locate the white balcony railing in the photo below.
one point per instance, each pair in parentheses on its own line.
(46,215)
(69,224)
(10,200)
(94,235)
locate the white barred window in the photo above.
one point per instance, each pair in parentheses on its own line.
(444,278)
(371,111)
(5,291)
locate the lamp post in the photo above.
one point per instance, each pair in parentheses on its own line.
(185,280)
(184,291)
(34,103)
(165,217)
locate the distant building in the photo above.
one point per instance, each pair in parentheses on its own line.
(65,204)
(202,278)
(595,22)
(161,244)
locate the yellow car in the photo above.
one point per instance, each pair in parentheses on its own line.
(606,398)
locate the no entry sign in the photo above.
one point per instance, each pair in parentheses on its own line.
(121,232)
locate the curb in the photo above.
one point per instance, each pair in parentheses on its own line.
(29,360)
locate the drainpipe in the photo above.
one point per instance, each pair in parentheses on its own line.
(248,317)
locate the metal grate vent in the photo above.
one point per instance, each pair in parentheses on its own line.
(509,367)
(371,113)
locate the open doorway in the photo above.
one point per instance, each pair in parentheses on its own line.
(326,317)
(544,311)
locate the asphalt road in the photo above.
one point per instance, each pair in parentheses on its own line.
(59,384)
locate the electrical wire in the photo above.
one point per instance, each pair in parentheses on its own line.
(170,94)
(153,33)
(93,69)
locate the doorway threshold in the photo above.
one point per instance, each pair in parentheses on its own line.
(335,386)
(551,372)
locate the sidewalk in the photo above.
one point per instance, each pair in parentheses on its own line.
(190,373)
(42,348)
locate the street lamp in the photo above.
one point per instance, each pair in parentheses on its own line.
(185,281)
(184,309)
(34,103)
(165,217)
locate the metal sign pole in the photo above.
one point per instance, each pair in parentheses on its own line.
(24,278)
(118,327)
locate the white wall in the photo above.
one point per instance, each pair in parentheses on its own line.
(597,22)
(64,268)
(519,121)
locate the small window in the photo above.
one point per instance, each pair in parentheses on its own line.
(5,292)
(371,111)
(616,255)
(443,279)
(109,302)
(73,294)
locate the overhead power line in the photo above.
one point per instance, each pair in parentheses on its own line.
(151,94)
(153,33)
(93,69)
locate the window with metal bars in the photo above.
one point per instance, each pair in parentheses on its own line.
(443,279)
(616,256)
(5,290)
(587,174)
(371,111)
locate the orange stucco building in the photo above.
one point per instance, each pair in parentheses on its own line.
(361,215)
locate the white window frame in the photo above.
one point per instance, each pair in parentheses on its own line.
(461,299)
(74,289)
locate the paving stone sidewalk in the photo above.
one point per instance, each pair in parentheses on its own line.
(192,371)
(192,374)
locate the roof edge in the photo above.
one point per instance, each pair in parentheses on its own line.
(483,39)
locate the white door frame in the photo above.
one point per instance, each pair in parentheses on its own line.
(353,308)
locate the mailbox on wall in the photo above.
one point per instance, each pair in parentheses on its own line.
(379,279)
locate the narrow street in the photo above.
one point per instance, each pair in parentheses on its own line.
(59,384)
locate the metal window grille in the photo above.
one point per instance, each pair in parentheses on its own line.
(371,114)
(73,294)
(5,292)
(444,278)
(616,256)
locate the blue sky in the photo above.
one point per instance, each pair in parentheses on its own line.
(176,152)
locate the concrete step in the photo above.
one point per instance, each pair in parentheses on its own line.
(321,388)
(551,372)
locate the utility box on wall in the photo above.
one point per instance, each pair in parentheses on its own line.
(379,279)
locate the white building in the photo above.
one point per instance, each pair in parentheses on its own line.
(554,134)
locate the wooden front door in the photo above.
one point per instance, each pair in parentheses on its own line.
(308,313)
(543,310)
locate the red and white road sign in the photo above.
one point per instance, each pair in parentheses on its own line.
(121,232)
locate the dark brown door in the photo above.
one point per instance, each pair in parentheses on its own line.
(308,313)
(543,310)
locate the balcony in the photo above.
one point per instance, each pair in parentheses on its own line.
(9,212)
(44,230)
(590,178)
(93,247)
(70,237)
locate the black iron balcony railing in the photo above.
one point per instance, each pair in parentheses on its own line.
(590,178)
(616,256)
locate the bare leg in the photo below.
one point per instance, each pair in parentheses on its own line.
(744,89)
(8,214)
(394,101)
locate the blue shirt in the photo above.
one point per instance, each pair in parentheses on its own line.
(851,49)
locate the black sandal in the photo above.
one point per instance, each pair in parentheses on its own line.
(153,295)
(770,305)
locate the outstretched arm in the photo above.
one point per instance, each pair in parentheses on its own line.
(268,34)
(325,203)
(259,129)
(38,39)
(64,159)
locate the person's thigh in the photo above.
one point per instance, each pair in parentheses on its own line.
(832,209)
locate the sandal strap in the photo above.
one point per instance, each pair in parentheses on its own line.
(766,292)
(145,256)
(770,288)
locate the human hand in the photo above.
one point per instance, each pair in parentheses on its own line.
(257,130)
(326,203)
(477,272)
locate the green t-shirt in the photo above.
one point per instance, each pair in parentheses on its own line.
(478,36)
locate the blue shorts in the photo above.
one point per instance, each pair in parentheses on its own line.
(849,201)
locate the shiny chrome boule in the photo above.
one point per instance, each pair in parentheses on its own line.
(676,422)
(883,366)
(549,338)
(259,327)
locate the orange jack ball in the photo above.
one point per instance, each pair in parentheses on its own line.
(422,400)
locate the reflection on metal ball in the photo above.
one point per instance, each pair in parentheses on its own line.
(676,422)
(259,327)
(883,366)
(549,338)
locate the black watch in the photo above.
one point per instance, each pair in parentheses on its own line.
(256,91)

Aim of the exercise
Reproduce word for word the part of the records that opens with the line containing "locate the green t-shirt in the photo above." and runs through the final line of the records.

Worked answer
locate the green t-shirt in the photo above.
one point per instance, each pair in parentheses on its own line.
(478,36)
locate the blue shorts in the photo above.
one point per instance, each pair in parentheses on its own line.
(849,201)
locate the shiny chrome boule in the photo above.
one point per instance, each pair in parentheses on its own line.
(676,422)
(883,366)
(549,338)
(259,327)
locate the orange jack ball in the photo above.
one point per instance, each pair in parentheses on its own line.
(422,400)
locate the reflection on metal ball in the photo above.
one point per instance, each pair in parentheses on its own line.
(676,422)
(259,327)
(883,366)
(549,338)
locate the black watch in the photo above.
one point per instance, each pair in parentheses on its own line.
(256,91)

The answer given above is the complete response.